═══ Records for this task ═══

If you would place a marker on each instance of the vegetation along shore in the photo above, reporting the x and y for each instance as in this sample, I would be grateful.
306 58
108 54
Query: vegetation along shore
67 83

═══

_Work to complete_
Copy every line of the items above, requests included, and add 60 to each coordinate in the answers. Leave the numbers in the requests and their sample lines unchanged.

_Result for this task_
If you would place a marker on each instance of the vegetation along shore in the photo above, reporting the x and y for each instance as in this sample, I would be grateful.
306 58
108 54
Query: vegetation along shore
127 143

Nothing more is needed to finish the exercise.